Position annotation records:
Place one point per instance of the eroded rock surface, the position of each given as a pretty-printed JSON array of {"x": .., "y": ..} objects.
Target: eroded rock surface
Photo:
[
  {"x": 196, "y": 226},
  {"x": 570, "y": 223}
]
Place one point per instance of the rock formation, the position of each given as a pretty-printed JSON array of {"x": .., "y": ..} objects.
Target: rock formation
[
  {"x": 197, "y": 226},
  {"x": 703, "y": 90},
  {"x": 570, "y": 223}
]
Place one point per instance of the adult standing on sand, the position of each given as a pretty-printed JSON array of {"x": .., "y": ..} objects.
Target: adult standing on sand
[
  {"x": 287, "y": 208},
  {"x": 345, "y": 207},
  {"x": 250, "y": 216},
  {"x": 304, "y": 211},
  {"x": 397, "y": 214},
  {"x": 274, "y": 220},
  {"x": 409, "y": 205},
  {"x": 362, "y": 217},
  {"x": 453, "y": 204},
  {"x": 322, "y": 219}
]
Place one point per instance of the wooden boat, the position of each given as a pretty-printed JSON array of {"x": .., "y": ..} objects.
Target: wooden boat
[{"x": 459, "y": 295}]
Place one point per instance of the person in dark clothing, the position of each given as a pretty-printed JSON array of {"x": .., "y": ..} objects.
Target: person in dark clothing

__Directions__:
Rewrite every line of the records above as a numbered list, omitting blank lines.

__Result of this task__:
1. Place one point per instance of the eroded rock surface, the position of each given as a pretty-printed JSON array of {"x": .., "y": ..} objects.
2. Target: eroded rock surface
3. Photo:
4. [
5.   {"x": 196, "y": 226},
6.   {"x": 570, "y": 223}
7. ]
8. Place one point per instance of the rock formation, the position of each given as a pretty-printed JSON array of {"x": .., "y": ..} objects.
9. Target: rock formation
10. [
11.   {"x": 197, "y": 226},
12.   {"x": 703, "y": 90},
13.   {"x": 570, "y": 223}
14. ]
15. Place one point per instance of the adult standing on sand, the position of each given as a pretty-printed JSON array of {"x": .., "y": ..} objects.
16. Target: adult standing on sand
17. [
18.   {"x": 287, "y": 208},
19.   {"x": 345, "y": 207},
20.   {"x": 250, "y": 216},
21.   {"x": 304, "y": 211},
22.   {"x": 397, "y": 214},
23.   {"x": 274, "y": 220},
24.   {"x": 409, "y": 205},
25.   {"x": 362, "y": 217},
26.   {"x": 453, "y": 204},
27.   {"x": 322, "y": 219}
28. ]
29. Place one point per instance of the wooden boat, the position of each given as a pretty-printed JSON array of {"x": .., "y": ..} objects.
30. Target: wooden boat
31. [{"x": 459, "y": 295}]
32. Place one point per instance of the person in dark clothing, the position of each given as a pretty-printed JSON array of {"x": .., "y": ..} objects.
33. Target: person in dark clothing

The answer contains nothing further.